§ **DATASET RECORDS**
START
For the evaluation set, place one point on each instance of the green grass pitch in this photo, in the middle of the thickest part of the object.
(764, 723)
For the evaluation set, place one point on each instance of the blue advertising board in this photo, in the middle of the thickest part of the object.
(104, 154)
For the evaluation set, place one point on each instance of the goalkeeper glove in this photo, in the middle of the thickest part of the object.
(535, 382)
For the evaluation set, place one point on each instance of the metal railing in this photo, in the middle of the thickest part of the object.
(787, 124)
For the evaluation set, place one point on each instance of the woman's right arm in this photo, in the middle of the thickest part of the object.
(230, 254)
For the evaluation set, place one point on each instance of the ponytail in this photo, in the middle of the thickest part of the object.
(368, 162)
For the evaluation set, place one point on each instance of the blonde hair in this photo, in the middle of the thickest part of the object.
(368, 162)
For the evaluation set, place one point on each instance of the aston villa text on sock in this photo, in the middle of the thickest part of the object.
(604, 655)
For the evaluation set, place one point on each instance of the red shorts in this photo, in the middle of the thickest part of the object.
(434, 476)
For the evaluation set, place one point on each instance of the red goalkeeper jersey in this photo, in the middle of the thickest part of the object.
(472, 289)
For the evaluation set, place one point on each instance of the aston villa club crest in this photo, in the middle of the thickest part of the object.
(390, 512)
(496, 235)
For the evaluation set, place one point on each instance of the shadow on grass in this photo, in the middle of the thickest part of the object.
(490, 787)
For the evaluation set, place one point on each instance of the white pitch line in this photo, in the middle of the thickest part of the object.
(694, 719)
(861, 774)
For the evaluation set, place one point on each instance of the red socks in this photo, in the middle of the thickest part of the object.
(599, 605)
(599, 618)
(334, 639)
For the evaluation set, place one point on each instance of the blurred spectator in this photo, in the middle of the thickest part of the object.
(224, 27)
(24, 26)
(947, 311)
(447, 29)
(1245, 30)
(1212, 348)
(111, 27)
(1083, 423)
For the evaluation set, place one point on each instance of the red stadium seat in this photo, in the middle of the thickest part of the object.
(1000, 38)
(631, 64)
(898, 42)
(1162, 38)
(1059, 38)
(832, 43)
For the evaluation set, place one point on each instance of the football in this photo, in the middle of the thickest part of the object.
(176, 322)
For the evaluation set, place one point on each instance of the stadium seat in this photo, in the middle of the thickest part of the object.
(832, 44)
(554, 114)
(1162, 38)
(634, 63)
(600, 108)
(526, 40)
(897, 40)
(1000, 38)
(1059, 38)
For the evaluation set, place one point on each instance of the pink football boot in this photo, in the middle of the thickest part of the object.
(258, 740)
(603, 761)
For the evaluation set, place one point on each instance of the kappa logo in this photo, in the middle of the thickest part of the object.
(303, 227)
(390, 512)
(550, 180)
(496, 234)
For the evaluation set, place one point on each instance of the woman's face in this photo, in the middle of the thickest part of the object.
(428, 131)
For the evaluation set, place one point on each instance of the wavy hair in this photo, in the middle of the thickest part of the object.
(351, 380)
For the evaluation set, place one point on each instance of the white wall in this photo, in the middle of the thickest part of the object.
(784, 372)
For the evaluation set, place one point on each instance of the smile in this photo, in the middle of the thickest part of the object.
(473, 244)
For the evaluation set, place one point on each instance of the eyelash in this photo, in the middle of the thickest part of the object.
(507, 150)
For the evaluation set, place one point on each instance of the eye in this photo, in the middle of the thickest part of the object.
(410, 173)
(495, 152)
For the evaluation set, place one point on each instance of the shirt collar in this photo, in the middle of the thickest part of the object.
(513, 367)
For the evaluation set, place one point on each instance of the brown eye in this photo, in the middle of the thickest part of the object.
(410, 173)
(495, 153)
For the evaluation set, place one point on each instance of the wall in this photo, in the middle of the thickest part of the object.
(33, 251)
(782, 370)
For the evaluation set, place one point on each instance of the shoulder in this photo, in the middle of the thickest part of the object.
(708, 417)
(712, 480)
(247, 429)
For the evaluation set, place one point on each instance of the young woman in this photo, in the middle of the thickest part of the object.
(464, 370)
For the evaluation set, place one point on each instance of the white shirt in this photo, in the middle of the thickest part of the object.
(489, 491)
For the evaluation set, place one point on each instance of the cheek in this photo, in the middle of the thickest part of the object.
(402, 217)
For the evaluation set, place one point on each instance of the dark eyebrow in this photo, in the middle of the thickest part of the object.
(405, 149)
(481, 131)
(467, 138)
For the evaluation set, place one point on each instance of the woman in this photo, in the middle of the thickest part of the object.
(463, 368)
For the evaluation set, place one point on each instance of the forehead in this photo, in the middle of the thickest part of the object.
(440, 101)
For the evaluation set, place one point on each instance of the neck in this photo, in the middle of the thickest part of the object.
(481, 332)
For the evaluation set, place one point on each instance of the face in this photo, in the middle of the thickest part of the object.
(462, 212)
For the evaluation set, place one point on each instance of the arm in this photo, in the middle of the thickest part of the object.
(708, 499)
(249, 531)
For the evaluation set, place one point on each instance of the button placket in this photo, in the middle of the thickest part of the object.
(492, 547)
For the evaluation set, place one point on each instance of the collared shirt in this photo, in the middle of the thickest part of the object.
END
§ **SHORT TASK**
All of the records must be repeated exactly.

§ **RESULT**
For the evaluation set, place one point on each instance of the green grass pitch in this photo, in the middle of the thickest part of the object.
(764, 723)
For the evaluation set, place one point on each instance of the blue advertising board in this photo, in the middle of the thickest part of the object.
(104, 154)
For the evaluation set, place one point on each instance of the goalkeeper glove in this photo, in the middle of the thickest part of the object.
(535, 382)
For the evaluation set, place one point on each instance of the metal railing in this photo, in the middle of the thickest part of the object.
(787, 124)
For the evaluation set, place one point on each instance of the woman's right arm in this photo, in the middle of the thickest part of the object.
(230, 254)
For the evaluation set, place one point on each instance of the ponytail in this photo, in the middle of the thickest part of the object.
(368, 162)
For the evaluation set, place one point on each instance of the blonde hair in this photo, in the middle of the thickest part of the object.
(368, 162)
For the evaluation set, place one point on each instance of the aston villa text on sock in this photo, in the middle of the thickest part of the object.
(604, 655)
For the evaluation set, place one point on each instance of the red shorts in this photo, in the middle of the thickest part of the object.
(434, 476)
For the evaluation set, place one point on each instance of the red goalkeeper jersey in this photo, in the middle of the thickest part of the object.
(472, 289)
For the evaluation set, place one point on each instance of the aston villa club crest in this photo, in the middle of the thickest part of the object.
(390, 512)
(496, 235)
For the evaluation set, place one point on each instance of the shadow on grass in this photo, in the middle of the thickest part of the object.
(490, 787)
For the evaluation set, place one point on each instance of the white pitch line in this photo, in the middle of the thickest part of the object.
(694, 719)
(861, 774)
For the evaluation set, place one point on each instance of the red socks in this photo, in the middle of the thickest part of the object.
(599, 605)
(599, 618)
(334, 639)
For the evaluation set, place one point on each instance of the blurred spectator in this photo, in the middle of the thickest part of the object.
(224, 27)
(24, 26)
(947, 311)
(447, 29)
(1245, 30)
(1212, 348)
(111, 27)
(1083, 423)
For the evaluation set, place one point on each instance of the red stadium seat in this photo, in the middle of the thickest part of the object.
(1000, 38)
(631, 64)
(898, 42)
(1162, 38)
(1059, 38)
(832, 43)
For the evaluation set, place one point on each instance of the football in this photo, in the middle of the thickest part of the object.
(176, 322)
For the evaluation set, place one point on each instance of the stadium seat in this photo, in the middle of the thickest part of the object.
(832, 44)
(554, 114)
(1162, 38)
(634, 63)
(600, 108)
(526, 40)
(897, 40)
(1000, 38)
(1059, 38)
For the evaluation set, place one point on each instance of the pink football boot in this photo, in the middle of the thickest part of the object.
(258, 740)
(603, 761)
For the evaluation set, place one point on each instance of the kappa logo in this photo, in the middle of the thickest part of the object.
(303, 227)
(390, 512)
(550, 180)
(496, 234)
For the evaluation set, place one point on each instance of the woman's face in this photo, in the middle of the thickest part of the object.
(428, 131)
For the evaluation set, place one point on each instance of the wavy hair in this photo, in the middle of the thickest part of the object.
(351, 380)
For the evaluation set, place one point on each instance of the white wall in this photo, in the middle of the thickest part of the object.
(784, 372)
For the evaluation set, place one point on each instance of the smile in this photo, in the middle of the thickest part of the object.
(473, 244)
For the evaluation set, place one point on each instance of the eyelash in this photo, in the middle of the thickest part of the object.
(507, 150)
For the evaluation set, place one point on each instance of the eye in this photo, in the middle of the thickest part of the object.
(410, 173)
(495, 152)
For the evaluation set, place one point on each instance of the shirt collar in this photo, in the middle of the thickest part of the object.
(513, 367)
For the evaluation set, place one point on each instance of the brown eye in this photo, in the middle of the thickest part of the object.
(410, 173)
(495, 153)
For the evaluation set, place one point on each instance of the wall in this photo, in the middle of the thickest part of the object.
(33, 251)
(782, 370)
For the evaluation set, place one point on each instance of the shoulder in this photo, in the middle of the thickest part of the object.
(708, 417)
(712, 480)
(247, 429)
For the evaluation set, place one point on each instance of the young woman in this photo, in the middle of the thickest part of the object.
(464, 370)
For the evaluation set, place one point on each instance of the white shirt in this photo, in the middle of the thickest part of the object.
(489, 491)
For the evaluation set, place one point on each instance of the cheek in this photo, in the middle of the thickest part of the object.
(402, 217)
For the evaluation set, place one point on each instance of the dark eyebrow in this photo, in the middle of the thickest part of the object.
(405, 149)
(481, 131)
(467, 138)
For the evaluation set, place one point on each instance of the woman in this photo, in the middle of the thickest part of the object.
(463, 368)
For the evaluation set, place one point on each instance of the forehead in this photo, in the middle of the thickest part of the object.
(440, 101)
For the evaluation set, place one point on each instance of the neck in this photo, in the middle of the thickest part of the object.
(481, 332)
For the evaluation set, place one point on each instance of the face in this photo, in the middle of the thickest part of the object.
(462, 212)
For the evaluation set, place one point on each instance of the arm in this photo, in the middle of the thickest part of the object.
(708, 499)
(249, 531)
For the evaluation set, place one point on each instance of the button placket in this photo, in the middle of the thickest part of the object.
(492, 547)
For the evaluation set, place one point on each instance of the collared shirt in this photo, in the middle of the thickest part of the object.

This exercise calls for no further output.